NO WRITER ATTRIBUTED

Professor Goodwin lectured on Troy, in the Fogg Art Museum last evening, under the auspices of the Classical Club, illustrating the lecture by the latest photographs of the ruins.

Before Dr. Schliemann started his excavations in Asia Minor, said Professor Goodwin, no Troy was known of. It was said that the Greek poets set their heroes in a wonder land, and men claimed there was no evidence that Troy ever existed. The earlier chapters of the city were lost, not only in history, but in myth. Mycenx's kings were great in power and wealth and any one could have been Homer's Agamemnon. Indeed modern scholars doubted the site assigned to Troy. In northwestern Asia Minor was a hill on which Illium, a city which asserted itself to be Homer's City, must have stood; but no ruins were there visible except those of a Roman Illium.

But in 1873, Dr. Schliemann made a great discovery. Upon excavating the so-called hill of Troy, he found it to be a heap of walls, houses and rubbish, for fully half its height. On a hill which was originally sixty feet high, nine different settlements had been built; city upon city. The second city was built high walled upon the first, and was followed by the third, fourth, and fifth, in nearly the same limits, until the builders of the sixth city extended bounds and founded Troy. On Troy were built two unimportant Greek cities and, finally, in the time of Augustus, the Romans erected a temple to Minerva upon all. To do this they levelled the top of the hill and dug deep into the ruins for foundations.

Dr. Schliemann began his excavations by digging a trench from the north through the hill. He found that Troy was surrounded by high walls of stone, surmounted by sun-dried bricks. The bricks were slabs, one foot and a half by four inches, held in place by uprights and cross-beams of wood. Every fourth course of bricks was replaced by a cross beam.

Six cities were discovered by Dr. Schliemann before his death brought to an end what was thought to be the last chapter in the re-discovery of Troy.

However, Dr. Doerpfeld continued the work of excavation and found three more cities. Dr. Schliemann in his investigations had overlooked the shell which had been left in excavating the mound. This was dug into by Dr. Doerpfeld and the other cities disclosed. These were built in the years from 3000 B. C. down to the time of Augustus.

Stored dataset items
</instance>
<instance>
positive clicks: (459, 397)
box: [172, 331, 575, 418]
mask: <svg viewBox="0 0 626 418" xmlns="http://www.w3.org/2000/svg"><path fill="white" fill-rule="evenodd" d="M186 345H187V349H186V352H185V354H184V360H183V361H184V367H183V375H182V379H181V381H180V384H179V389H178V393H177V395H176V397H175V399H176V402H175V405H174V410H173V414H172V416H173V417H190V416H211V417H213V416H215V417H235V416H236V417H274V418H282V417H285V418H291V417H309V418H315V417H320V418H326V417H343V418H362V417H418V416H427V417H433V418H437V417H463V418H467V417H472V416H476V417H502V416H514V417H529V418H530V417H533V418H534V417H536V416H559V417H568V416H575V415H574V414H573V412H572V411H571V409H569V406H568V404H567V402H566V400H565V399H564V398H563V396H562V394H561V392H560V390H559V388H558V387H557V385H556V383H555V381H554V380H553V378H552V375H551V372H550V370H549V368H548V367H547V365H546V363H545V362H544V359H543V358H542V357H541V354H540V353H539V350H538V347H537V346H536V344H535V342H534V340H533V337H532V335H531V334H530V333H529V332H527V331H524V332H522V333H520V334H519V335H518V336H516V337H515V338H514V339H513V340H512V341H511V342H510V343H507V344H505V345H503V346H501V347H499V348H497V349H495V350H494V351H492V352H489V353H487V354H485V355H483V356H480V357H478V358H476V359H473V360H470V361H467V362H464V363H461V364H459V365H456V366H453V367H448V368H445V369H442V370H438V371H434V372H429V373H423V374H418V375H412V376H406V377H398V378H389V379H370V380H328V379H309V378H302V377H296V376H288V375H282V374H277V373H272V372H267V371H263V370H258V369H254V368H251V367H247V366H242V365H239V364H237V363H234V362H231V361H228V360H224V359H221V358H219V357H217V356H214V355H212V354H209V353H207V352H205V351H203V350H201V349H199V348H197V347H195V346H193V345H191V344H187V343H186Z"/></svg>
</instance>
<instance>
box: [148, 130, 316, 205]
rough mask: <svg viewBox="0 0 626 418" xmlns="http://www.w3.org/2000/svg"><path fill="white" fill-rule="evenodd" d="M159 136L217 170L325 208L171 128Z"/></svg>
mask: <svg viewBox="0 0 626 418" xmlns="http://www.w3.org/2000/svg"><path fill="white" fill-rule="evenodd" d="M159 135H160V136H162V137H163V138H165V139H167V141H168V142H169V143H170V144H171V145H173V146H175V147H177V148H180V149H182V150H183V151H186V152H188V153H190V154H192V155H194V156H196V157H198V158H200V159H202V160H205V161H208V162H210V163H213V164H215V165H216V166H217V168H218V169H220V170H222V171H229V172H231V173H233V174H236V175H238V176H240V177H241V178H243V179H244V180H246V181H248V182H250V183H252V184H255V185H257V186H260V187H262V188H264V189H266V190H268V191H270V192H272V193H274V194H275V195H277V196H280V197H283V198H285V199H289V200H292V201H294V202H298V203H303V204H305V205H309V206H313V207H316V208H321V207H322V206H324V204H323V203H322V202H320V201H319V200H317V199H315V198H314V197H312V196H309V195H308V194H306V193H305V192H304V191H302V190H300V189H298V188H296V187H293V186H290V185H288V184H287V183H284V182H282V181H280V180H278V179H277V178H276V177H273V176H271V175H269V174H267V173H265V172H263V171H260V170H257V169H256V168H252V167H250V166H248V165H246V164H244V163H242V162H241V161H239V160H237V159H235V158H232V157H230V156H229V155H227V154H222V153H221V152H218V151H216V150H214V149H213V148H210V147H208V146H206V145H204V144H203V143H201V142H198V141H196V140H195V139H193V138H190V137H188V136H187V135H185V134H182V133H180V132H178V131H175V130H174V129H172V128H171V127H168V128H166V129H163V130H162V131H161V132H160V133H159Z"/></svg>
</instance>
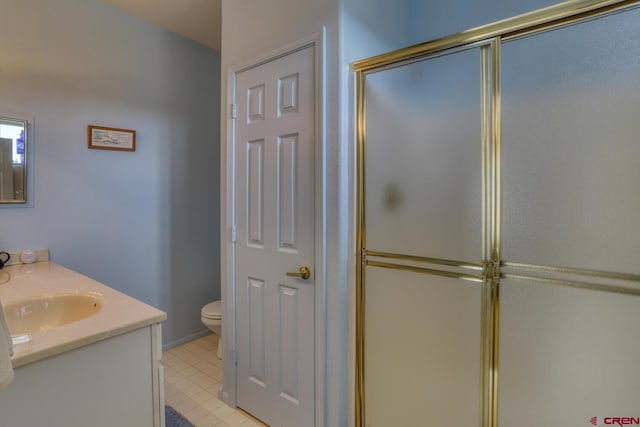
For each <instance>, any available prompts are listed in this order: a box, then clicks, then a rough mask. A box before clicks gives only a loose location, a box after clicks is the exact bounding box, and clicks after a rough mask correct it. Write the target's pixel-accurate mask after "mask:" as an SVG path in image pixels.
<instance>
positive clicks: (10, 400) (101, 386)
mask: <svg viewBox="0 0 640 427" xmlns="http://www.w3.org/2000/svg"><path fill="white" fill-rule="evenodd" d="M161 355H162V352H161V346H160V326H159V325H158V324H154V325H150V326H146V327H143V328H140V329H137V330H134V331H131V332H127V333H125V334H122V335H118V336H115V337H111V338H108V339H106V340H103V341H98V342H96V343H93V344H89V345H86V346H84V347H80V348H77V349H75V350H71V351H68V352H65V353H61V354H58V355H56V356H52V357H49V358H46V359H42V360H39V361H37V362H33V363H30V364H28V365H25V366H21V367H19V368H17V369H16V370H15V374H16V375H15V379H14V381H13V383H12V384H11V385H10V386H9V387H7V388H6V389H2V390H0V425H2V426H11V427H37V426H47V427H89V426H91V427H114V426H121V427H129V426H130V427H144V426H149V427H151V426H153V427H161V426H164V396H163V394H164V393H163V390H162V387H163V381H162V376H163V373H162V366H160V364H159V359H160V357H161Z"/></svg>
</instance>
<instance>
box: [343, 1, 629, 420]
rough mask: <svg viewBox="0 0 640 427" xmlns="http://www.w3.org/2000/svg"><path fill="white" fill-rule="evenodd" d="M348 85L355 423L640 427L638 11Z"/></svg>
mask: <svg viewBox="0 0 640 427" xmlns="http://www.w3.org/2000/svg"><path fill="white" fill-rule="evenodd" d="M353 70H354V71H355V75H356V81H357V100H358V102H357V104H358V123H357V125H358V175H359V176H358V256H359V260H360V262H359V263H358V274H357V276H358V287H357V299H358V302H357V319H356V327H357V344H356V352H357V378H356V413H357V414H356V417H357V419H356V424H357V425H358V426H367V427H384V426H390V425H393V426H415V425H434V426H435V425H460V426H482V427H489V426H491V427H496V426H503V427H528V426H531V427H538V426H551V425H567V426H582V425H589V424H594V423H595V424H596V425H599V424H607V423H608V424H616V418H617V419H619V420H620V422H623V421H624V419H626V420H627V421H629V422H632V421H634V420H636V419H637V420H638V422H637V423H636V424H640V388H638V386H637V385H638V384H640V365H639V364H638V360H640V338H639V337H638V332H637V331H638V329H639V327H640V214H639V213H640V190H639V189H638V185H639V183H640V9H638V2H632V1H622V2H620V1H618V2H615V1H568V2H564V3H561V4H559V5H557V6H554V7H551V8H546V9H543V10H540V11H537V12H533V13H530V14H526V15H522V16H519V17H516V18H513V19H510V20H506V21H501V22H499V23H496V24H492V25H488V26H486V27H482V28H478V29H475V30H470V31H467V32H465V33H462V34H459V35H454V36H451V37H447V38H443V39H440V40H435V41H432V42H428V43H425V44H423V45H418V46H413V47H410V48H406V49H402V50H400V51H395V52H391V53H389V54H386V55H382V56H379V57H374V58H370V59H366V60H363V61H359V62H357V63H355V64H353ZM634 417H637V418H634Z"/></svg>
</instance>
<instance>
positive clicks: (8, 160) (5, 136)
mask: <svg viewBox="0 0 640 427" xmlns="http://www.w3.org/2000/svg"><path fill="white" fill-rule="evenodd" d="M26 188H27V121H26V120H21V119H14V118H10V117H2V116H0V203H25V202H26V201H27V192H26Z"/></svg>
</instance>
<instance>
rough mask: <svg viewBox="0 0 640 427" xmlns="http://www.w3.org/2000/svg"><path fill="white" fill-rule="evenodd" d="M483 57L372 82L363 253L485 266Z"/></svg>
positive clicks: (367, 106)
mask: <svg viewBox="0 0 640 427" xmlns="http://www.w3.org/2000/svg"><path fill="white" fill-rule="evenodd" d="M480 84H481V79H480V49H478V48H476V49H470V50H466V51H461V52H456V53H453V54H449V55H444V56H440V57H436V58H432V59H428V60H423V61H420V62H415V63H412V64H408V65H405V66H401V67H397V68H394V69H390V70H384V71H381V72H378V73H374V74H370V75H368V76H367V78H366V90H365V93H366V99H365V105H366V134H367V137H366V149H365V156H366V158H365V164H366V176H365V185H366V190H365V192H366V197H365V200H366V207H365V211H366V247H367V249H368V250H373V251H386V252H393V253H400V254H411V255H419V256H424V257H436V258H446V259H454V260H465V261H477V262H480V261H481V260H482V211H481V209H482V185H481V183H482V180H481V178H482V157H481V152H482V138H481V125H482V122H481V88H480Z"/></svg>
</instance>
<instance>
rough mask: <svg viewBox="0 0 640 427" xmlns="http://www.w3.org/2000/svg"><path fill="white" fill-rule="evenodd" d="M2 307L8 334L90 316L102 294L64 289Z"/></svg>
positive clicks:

**Things to do**
(a) Duplicate the passage of the Troy lecture report starting with "However, Dr. Doerpfeld" and going on through "time of Augustus.".
(b) Answer the following questions using the Troy lecture report.
(i) In what year did Dr. Schliemann make his great discovery?
(ii) How high was the hill originally?
(iii) Who continued the excavation, and how many more cities were found?

**Responses to the tasks**
(a)
However, Dr. Doerpfeld continued the work of excavation and found three more cities. Dr. Schliemann in his investigations had overlooked the shell which had been left in excavating the mound. This was dug into by Dr. Doerpfeld and the other cities disclosed. These were built in the years from 3000 B. C. down to the time of Augustus.

(b)
(i) 1873
(ii) Sixty feet
(iii) Dr. Doerpfeld, who found three more cities